* [Work to complete]
Check each line of the listing for the string "yellow", then state how many lines have it. Only the number is wanted.
Record set START
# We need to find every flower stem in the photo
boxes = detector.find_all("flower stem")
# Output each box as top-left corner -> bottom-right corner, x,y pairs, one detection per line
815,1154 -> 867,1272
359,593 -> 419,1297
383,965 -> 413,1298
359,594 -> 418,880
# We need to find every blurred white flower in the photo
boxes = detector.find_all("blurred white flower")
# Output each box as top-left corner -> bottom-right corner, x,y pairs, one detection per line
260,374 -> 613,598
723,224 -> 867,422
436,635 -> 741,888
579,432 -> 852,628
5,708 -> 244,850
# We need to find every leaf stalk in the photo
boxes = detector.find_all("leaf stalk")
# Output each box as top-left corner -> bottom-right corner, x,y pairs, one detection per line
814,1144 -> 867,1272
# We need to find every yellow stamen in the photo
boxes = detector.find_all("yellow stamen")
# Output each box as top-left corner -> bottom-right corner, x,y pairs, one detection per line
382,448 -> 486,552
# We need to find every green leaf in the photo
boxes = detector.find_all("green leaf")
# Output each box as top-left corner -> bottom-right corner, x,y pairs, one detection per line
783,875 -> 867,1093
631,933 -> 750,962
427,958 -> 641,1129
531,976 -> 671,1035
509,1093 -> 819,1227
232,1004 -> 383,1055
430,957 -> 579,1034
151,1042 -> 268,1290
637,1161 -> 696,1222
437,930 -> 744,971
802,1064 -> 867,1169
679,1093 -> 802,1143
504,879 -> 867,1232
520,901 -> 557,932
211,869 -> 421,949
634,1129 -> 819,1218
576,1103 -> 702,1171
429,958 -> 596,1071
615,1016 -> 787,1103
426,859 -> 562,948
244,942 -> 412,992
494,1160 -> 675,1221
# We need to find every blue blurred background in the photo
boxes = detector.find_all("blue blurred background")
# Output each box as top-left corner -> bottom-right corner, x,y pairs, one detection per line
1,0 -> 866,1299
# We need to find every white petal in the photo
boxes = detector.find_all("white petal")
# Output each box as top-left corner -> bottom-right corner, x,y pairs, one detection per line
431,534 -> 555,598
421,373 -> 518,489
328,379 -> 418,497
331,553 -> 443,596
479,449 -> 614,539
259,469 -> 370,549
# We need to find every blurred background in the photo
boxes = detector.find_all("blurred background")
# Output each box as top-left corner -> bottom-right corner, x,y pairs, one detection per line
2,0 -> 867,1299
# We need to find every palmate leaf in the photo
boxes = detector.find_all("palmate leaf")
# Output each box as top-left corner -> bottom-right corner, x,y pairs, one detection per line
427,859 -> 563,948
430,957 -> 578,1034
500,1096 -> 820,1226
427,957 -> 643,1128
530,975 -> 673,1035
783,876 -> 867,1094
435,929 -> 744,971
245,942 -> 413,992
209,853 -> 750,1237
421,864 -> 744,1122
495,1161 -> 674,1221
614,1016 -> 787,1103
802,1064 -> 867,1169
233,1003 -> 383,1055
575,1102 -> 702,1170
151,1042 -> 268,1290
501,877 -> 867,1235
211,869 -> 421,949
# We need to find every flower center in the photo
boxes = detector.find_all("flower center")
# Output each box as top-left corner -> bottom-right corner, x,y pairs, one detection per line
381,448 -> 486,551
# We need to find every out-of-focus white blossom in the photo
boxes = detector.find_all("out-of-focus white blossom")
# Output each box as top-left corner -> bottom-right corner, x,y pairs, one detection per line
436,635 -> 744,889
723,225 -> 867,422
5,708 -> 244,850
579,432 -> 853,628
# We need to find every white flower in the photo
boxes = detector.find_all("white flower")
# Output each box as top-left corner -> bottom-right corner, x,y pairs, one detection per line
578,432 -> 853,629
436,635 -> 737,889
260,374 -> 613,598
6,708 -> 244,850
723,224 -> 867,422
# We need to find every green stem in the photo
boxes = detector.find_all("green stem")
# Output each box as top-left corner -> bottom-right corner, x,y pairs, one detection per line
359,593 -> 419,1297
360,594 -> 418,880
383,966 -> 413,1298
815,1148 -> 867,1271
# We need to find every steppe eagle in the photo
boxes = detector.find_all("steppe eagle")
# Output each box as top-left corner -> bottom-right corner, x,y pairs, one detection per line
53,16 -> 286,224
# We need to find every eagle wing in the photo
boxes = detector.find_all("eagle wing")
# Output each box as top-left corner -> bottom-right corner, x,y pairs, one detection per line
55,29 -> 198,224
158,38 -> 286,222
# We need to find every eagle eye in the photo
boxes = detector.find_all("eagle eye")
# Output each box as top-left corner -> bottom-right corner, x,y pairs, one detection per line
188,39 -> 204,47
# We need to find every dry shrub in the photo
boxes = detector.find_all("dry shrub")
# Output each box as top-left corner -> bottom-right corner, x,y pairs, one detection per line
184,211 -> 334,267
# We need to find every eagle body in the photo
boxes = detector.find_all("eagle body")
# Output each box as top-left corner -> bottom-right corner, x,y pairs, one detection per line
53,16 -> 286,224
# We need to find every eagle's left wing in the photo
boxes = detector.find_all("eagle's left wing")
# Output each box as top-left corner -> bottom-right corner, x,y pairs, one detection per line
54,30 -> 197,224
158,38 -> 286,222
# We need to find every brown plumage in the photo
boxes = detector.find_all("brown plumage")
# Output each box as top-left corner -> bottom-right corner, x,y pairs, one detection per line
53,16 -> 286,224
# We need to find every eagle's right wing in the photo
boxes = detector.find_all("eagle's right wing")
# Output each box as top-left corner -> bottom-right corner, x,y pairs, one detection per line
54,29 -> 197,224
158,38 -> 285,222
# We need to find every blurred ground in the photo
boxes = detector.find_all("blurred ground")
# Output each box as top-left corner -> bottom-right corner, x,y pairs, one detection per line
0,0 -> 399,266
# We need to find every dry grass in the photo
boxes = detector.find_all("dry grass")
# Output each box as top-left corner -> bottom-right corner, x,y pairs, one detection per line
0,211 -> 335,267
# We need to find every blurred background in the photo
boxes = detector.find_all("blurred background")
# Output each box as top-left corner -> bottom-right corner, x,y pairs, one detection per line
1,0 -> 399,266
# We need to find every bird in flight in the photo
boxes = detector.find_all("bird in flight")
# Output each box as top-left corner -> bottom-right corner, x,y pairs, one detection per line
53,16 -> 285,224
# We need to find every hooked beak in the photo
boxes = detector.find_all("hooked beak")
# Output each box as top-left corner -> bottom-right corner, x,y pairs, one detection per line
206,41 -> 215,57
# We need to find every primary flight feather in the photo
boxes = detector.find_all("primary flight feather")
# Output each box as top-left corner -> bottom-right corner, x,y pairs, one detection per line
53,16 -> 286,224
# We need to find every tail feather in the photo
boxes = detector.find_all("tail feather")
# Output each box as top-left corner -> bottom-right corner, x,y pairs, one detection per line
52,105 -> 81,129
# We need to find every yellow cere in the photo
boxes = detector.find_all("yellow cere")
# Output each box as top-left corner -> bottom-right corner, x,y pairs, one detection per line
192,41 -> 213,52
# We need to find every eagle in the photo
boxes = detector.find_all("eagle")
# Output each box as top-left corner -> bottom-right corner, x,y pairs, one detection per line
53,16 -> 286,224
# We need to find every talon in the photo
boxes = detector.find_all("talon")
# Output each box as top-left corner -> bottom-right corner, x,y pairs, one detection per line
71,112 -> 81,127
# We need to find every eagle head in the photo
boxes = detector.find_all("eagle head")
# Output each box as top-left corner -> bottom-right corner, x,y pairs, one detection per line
Record set END
* [Written answer]
4